### Exercise
Render all the records below as a JSON list of strings, one string per line, with blank lines left out. Omit the pictures.

[Records from a pointing dataset]
+ + + + +

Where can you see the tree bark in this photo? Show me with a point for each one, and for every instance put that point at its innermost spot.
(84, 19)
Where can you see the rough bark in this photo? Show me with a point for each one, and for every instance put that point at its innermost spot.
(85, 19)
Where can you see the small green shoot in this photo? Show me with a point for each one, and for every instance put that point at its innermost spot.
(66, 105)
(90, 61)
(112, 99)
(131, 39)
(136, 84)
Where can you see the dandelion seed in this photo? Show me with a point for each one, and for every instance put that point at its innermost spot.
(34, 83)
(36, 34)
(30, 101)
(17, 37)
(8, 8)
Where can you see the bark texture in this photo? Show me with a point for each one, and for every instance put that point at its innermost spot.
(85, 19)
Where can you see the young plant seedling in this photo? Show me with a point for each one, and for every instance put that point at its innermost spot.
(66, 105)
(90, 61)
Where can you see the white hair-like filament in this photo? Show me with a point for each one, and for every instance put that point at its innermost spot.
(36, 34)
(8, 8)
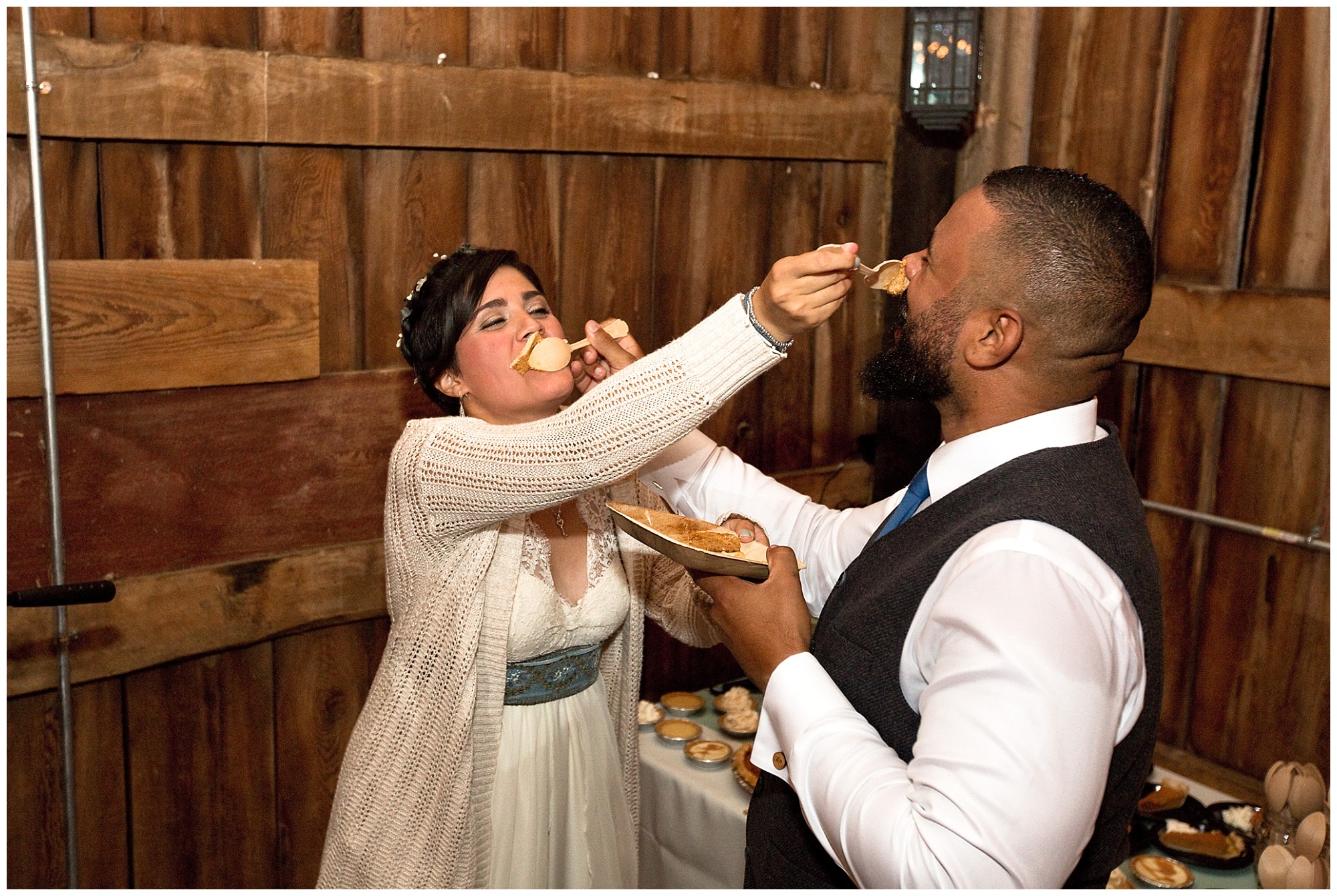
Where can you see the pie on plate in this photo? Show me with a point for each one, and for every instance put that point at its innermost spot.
(745, 772)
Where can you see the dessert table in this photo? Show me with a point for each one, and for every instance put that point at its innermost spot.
(695, 818)
(1203, 877)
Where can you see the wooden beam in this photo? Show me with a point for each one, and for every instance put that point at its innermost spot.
(154, 482)
(1216, 776)
(138, 325)
(152, 92)
(172, 615)
(1264, 336)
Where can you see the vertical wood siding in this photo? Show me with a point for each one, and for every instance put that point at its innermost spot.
(1247, 678)
(219, 770)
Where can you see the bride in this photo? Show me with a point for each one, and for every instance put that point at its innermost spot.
(498, 744)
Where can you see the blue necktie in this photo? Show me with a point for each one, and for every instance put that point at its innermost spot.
(915, 495)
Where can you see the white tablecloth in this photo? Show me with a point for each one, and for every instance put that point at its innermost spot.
(693, 818)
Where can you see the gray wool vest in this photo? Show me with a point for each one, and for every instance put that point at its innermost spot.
(1084, 490)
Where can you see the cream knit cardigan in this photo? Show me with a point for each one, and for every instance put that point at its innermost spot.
(414, 804)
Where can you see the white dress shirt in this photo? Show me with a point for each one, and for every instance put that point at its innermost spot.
(1023, 661)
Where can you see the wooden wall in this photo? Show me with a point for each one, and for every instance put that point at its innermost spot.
(1219, 133)
(215, 765)
(208, 753)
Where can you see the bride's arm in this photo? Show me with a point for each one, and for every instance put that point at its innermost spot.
(471, 474)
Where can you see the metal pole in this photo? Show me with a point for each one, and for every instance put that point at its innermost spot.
(1248, 529)
(49, 402)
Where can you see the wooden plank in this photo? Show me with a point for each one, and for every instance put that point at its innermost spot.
(1290, 239)
(70, 192)
(322, 680)
(201, 761)
(515, 204)
(1177, 431)
(1096, 108)
(53, 21)
(1264, 673)
(612, 41)
(803, 39)
(1220, 777)
(733, 45)
(180, 201)
(1002, 136)
(134, 325)
(1265, 336)
(316, 31)
(788, 390)
(437, 35)
(515, 37)
(697, 271)
(188, 94)
(37, 824)
(866, 50)
(170, 480)
(142, 92)
(608, 243)
(204, 26)
(838, 486)
(1204, 201)
(312, 206)
(168, 617)
(415, 208)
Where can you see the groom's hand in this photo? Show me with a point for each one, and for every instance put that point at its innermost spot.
(604, 357)
(763, 625)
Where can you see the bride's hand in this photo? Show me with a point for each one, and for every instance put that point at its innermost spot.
(604, 357)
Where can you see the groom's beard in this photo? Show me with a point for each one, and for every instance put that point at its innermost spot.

+ + + + +

### Full response
[
  "Where can you see the tree bark in this photo? Show me with a point for each one, and for every instance put that point at its innermost spot.",
  "(84, 19)",
  "Where can you see the rough bark in this photo? Show me with a point for each one, and for every instance put that point at its innermost spot.",
  "(85, 19)",
  "Where can you see the small green shoot in this photo? Show me with a point for each one, and for every instance put that point at its innermost spot.",
  "(66, 105)",
  "(90, 61)",
  "(112, 99)",
  "(131, 39)",
  "(136, 84)",
  "Where can you see the dandelion seed in this photo? Show me with a point for each one, and for every instance put that point at its innermost spot.",
  "(34, 83)",
  "(36, 34)",
  "(30, 101)",
  "(17, 37)",
  "(8, 8)",
  "Where can you see the bark texture in this photo? Show me with a point for each one, and for every instance put that point at its innermost spot.",
  "(85, 19)",
  "Where can you see the young plant seedling in this photo? Show me with a point for each one, and for every instance put that point at its innermost spot.",
  "(66, 105)",
  "(90, 61)",
  "Where can you see the white hair-like filament in this photo? Show me with a point for each one, and for every instance put that point at its innermost spot.",
  "(36, 34)",
  "(8, 8)",
  "Where can you see the pie on plate in this photo? Show me with a point for each one, and for every instance put that point at its innermost spot.",
  "(745, 772)",
  "Where can you see the dessert table in this photo? Show me with a point for each one, and for every instance put that point at its innermost spot.",
  "(695, 818)",
  "(1203, 877)",
  "Where can you see the wooden beam in this photo? Show me with a point for each one, and for every instance put that point at its innermost spot.",
  "(154, 482)",
  "(1216, 776)",
  "(138, 325)",
  "(152, 92)",
  "(172, 615)",
  "(1264, 336)",
  "Where can you see the vertical wood siding in this photo? Show me with a point for each one, and for every instance put that point at its innermost spot.",
  "(1247, 678)",
  "(219, 770)",
  "Where can you see the bride in this photo? Show me with a point for each one, and for every instance put that point at its innermost spot.",
  "(498, 744)",
  "Where can you see the blue necktie in this photo? Show me with a point for each one, and for every instance put that point at its innermost spot.",
  "(915, 495)",
  "Where can you see the white tablecloth in this photo? Show me with a point for each one, and for every instance put that point at its innermost spot.",
  "(693, 818)",
  "Where can you see the gray wool vest in this photo? Show me with a point for each one, and for every instance put that point at its innermost spot.",
  "(1084, 490)",
  "Where can you see the cream knit cardigan in this photo? Show me with a point for each one, and for every instance put that point at its innermost spot.",
  "(414, 804)",
  "Where can you see the white dress shirt in this photo? Show me with a point for each one, and for every instance put that point at its innermost spot.",
  "(1023, 661)",
  "Where can you see the wooden wall in this photo? Show me with a point for each one, and for every instance put that point at its innermost spot.",
  "(1219, 133)",
  "(215, 765)",
  "(208, 753)",
  "Where can you see the bride's arm in this photo? Show me with a point for each one, and for every instance put that point at its innermost spot.",
  "(471, 474)",
  "Where can you see the metal pole in this photo? Show me with a point for each one, and for every instance put that point at its innermost spot.",
  "(1248, 529)",
  "(49, 402)",
  "Where can you see the wooden plank in this photo? Show me with a point for each one, and for every instance put that point at its innermost spot.",
  "(1290, 239)",
  "(70, 192)",
  "(322, 680)",
  "(201, 761)",
  "(515, 204)",
  "(1177, 431)",
  "(1096, 108)",
  "(53, 21)",
  "(1264, 673)",
  "(612, 41)",
  "(803, 39)",
  "(1220, 777)",
  "(733, 45)",
  "(180, 201)",
  "(1002, 136)",
  "(134, 325)",
  "(1265, 336)",
  "(316, 31)",
  "(788, 390)",
  "(437, 35)",
  "(515, 37)",
  "(697, 271)",
  "(188, 94)",
  "(37, 824)",
  "(866, 50)",
  "(170, 480)",
  "(142, 92)",
  "(608, 243)",
  "(204, 26)",
  "(838, 486)",
  "(1204, 201)",
  "(312, 206)",
  "(168, 617)",
  "(415, 208)",
  "Where can you see the groom's hand in this photo? Show me with a point for each one, and for every instance put that point at its innermost spot.",
  "(604, 357)",
  "(763, 625)",
  "Where can you see the bride's hand in this photo? Show me with a point for each one, and for every instance put that point at its innermost spot.",
  "(604, 357)",
  "Where can you see the groom's beard in this photo? Show me with a point for each one, and for every instance put that point at its innermost spot."
]